Insurers may face difficulties in dealing with claims against insolvent insureds. In particular, insurers may find it hard to obtain documentary and witness evidence which could hinder the defence of the claim, force them to settle on unfavourable terms and make it difficult or impossible to pursue subrogated claims.

Once a business is wound up, its records are passed to the appointed insolvency practitioner which is concerned with liquidating the business, selling assets and making distributors to creditors. Perhaps understandably, in our experience, insolvency practitioners have not been willing to spend a lot of time searching for documents that may be needed to defend a claim against the insolvent business. 

Experience has also taught us that the owners and directors who have lost their investment and jobs may be more concerned about potential ramifications for themselves arising out of the failure of the business and are rarely inclined to assist in the defence of a claim where the potential breach of policy claims conditions is of limited relevance to them. Similarly, former employees may be difficult to trace. Even if they can be found, they may harbour ill feelings towards the business (which they may consider let them down and left them unemployed) or be busy in a new role and therefore not inclined to provide assistance.

Data for analysis:
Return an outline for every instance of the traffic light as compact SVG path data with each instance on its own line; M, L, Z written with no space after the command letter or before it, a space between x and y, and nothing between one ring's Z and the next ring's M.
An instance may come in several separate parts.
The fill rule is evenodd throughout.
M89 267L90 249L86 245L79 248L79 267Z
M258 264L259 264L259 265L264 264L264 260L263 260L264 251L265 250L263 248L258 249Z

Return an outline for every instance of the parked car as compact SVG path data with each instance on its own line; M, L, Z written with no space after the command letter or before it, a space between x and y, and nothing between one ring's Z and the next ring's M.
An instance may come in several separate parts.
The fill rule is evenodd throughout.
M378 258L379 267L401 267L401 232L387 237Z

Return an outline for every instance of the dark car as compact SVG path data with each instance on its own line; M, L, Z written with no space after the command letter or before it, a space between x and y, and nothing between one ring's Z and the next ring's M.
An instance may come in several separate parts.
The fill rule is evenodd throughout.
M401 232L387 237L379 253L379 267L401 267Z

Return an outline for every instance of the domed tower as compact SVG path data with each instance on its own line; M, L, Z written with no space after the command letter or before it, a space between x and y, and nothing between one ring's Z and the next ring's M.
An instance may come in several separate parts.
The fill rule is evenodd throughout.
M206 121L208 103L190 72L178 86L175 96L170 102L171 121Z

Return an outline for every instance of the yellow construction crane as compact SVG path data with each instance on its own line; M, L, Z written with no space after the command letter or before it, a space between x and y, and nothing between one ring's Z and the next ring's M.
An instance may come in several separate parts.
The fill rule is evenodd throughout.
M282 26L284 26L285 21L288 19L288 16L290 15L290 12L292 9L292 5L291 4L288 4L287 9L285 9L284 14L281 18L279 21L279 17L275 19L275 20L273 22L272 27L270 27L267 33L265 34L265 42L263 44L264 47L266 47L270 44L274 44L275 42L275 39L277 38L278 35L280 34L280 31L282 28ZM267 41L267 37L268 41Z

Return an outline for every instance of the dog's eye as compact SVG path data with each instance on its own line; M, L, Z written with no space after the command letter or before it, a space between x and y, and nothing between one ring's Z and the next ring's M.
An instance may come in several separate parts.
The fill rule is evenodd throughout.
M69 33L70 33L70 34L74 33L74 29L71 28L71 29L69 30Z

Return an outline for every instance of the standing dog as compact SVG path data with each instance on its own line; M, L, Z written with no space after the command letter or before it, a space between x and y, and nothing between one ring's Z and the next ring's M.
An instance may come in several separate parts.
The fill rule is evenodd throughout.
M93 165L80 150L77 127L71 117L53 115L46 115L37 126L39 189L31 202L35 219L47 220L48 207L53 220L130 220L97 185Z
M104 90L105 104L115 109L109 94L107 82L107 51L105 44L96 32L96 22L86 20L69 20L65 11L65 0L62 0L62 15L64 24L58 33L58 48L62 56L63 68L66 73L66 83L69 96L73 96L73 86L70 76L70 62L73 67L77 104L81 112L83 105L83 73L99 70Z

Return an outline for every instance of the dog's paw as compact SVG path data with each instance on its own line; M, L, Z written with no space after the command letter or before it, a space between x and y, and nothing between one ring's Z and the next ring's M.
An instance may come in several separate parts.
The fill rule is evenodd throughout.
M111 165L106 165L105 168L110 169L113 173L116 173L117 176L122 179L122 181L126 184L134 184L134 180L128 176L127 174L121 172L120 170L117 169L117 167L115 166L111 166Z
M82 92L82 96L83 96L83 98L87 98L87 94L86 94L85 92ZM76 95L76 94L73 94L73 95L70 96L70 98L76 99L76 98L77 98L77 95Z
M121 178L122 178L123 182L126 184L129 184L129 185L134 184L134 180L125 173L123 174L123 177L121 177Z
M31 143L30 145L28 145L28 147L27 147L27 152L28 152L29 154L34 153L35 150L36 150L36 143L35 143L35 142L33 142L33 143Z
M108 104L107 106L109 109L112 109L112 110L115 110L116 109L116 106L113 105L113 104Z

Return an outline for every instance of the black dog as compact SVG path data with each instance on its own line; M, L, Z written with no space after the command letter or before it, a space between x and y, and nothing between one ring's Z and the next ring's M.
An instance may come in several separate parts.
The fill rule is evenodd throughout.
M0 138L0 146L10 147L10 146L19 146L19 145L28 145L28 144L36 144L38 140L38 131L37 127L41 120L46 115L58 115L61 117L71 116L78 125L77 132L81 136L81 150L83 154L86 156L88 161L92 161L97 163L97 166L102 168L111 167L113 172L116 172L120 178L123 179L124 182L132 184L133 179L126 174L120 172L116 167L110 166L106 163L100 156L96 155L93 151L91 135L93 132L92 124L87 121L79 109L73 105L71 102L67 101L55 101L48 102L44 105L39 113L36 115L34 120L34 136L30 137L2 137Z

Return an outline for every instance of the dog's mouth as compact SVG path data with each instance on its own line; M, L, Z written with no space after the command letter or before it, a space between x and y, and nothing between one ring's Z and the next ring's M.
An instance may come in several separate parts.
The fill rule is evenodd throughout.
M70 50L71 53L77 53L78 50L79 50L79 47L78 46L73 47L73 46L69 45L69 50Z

==

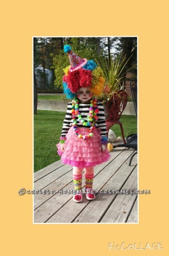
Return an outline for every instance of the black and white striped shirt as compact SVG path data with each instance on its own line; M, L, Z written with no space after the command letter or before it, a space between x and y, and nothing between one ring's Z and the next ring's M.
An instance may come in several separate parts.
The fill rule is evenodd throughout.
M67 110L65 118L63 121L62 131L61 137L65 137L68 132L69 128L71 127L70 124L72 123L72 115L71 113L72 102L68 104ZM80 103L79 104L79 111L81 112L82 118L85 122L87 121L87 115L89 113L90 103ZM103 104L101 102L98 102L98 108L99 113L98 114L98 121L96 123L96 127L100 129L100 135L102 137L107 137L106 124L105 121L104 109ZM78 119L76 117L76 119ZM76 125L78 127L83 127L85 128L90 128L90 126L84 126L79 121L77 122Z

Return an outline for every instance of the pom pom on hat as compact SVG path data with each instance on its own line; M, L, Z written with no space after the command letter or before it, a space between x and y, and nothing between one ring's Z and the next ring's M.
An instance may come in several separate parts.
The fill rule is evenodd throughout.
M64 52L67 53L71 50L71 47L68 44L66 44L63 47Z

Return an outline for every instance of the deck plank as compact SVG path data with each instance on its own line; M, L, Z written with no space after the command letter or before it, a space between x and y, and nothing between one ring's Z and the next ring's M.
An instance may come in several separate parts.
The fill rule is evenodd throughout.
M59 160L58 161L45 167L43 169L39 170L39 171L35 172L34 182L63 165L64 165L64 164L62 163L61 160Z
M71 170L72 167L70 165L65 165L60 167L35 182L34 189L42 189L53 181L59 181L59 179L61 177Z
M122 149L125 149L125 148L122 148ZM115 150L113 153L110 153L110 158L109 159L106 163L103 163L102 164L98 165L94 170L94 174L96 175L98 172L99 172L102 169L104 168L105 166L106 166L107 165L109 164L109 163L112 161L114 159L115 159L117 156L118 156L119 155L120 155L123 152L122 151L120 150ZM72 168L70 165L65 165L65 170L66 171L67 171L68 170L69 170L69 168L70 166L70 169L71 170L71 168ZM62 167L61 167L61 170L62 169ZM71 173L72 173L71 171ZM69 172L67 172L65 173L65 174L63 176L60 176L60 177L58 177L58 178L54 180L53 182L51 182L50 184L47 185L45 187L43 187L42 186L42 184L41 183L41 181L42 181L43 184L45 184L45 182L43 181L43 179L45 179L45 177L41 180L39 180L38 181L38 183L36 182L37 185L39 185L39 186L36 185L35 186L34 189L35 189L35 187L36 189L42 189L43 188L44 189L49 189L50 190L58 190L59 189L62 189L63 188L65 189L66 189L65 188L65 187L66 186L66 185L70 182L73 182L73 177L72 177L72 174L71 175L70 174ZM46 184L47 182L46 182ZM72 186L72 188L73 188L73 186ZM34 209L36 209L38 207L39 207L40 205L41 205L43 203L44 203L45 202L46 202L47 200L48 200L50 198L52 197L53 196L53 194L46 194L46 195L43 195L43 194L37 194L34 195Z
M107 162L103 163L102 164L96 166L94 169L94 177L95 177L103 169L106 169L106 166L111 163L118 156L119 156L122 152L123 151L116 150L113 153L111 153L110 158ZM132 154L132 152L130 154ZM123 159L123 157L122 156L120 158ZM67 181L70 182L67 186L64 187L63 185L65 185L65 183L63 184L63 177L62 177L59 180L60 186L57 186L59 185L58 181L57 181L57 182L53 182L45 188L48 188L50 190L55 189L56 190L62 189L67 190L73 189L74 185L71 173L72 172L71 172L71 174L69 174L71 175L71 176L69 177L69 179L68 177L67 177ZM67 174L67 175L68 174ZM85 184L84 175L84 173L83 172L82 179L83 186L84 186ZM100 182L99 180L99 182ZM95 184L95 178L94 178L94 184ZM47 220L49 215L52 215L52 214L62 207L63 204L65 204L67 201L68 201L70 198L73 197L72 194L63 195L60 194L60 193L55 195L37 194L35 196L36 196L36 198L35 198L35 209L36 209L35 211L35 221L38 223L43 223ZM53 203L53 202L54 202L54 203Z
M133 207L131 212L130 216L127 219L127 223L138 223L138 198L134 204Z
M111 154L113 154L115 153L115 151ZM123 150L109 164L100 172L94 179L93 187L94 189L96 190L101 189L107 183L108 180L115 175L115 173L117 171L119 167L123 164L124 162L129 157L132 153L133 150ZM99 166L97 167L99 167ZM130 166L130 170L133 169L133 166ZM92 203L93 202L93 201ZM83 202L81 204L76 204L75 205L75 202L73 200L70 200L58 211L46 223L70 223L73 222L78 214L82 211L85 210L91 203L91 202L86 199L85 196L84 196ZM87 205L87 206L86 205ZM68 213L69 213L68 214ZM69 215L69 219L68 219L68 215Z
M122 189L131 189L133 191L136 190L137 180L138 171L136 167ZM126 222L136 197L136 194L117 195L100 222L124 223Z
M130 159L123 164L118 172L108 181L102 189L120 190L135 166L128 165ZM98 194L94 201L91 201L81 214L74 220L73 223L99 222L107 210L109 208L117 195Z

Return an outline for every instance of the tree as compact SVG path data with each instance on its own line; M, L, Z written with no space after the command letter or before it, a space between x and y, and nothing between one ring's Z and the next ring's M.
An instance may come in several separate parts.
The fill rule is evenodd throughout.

...

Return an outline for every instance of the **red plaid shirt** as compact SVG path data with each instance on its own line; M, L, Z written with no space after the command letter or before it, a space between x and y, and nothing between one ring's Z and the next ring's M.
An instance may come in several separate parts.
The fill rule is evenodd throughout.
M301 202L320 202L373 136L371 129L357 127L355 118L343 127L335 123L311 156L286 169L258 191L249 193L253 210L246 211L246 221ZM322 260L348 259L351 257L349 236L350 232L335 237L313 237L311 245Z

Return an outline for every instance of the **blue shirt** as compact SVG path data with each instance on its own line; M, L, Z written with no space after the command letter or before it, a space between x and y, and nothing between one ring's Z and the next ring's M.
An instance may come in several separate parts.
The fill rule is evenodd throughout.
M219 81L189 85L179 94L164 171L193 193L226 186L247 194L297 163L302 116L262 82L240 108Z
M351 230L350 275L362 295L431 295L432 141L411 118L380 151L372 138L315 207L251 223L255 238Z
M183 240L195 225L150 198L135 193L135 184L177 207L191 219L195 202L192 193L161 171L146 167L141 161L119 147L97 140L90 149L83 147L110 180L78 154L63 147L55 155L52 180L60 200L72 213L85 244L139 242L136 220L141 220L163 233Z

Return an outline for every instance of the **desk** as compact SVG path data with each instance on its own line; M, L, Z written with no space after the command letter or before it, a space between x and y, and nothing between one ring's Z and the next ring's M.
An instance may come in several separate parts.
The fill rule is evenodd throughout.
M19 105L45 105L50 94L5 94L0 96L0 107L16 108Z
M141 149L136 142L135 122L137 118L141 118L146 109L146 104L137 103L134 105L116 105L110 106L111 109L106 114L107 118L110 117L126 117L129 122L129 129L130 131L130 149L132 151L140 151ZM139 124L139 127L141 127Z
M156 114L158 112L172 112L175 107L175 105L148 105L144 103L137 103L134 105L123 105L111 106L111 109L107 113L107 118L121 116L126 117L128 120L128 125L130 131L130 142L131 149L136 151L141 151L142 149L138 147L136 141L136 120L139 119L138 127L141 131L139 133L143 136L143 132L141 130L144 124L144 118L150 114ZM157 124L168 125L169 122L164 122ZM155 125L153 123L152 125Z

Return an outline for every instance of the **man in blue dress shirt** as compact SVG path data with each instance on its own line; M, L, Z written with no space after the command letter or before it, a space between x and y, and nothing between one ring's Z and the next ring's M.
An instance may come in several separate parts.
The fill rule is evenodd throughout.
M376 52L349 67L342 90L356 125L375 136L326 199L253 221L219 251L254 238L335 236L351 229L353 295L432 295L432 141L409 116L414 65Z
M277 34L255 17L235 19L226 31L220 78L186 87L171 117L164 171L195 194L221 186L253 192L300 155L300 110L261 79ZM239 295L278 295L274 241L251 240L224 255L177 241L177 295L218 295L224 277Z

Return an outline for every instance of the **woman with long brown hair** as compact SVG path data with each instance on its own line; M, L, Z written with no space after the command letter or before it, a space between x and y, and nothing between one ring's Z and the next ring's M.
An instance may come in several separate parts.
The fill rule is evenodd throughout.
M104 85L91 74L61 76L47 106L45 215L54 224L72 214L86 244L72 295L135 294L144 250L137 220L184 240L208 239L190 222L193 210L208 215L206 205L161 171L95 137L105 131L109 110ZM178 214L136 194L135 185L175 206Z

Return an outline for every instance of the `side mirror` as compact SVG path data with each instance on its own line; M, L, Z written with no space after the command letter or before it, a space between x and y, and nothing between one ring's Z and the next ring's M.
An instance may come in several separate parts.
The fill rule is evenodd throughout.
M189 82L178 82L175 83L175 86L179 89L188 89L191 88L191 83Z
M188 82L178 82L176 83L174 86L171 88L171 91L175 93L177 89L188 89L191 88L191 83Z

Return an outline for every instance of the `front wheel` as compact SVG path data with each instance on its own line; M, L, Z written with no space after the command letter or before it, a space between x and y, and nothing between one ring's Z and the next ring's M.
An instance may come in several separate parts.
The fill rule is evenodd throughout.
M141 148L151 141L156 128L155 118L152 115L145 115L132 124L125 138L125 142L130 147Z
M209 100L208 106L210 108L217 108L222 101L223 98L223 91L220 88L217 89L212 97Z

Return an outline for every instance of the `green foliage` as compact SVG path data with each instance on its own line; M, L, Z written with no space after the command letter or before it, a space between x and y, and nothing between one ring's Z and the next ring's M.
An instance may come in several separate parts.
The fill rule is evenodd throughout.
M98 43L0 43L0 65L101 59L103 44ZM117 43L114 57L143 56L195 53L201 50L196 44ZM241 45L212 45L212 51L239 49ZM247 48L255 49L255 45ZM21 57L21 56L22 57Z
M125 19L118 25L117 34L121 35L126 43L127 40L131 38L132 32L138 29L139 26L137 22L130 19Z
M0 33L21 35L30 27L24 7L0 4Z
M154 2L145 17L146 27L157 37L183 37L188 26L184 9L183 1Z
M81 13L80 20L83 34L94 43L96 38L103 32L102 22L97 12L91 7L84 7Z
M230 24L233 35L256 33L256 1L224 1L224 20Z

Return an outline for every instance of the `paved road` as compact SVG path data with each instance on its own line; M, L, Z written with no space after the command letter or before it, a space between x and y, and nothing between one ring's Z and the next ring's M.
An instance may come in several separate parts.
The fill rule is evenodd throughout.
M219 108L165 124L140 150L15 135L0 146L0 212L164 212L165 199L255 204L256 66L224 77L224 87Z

Task goal:
Pick up the passage on insurers handling claims against insolvent insureds after its last sentence and keep writing.

Task output:
Methods for obtaining evidence

It can be especially tricky for insurers to safeguard against the potential difficulties in securing evidence if a claim is not intimated until after the business has failed. Potential methods for obtaining evidence include:

  • Making an application for pre-action disclosure under CPR 31.16. However, this will only be relevant if the documentation in question is held by someone who is likely to be a party in proposed litigation (e.g. if the liquidated company is to be joined in proceedings).
  • Making an application for non-party disclosure under CPR 31.17. However, such an application cannot be made until proceedings have been issued against the insurer and, usually, not until the defence has been served.
  • Issuing a witness summons under CPR 34.2(1). The witness summons can require the witness to attend the court to produce documents or attend court to give evidence. If the witness fails to comply with the summons, they will be at risk of being held in contempt of court and subject to a fine.
  • Obtaining a Norwich Pharmacal Order (NPO). NPOs are an equitable remedy that require a party to disclose certain documents and/or information. NPOs can be used to identify the proper defendant to an action or to obtain information to plead a claim. However, NPOs are only available in limited circumstances.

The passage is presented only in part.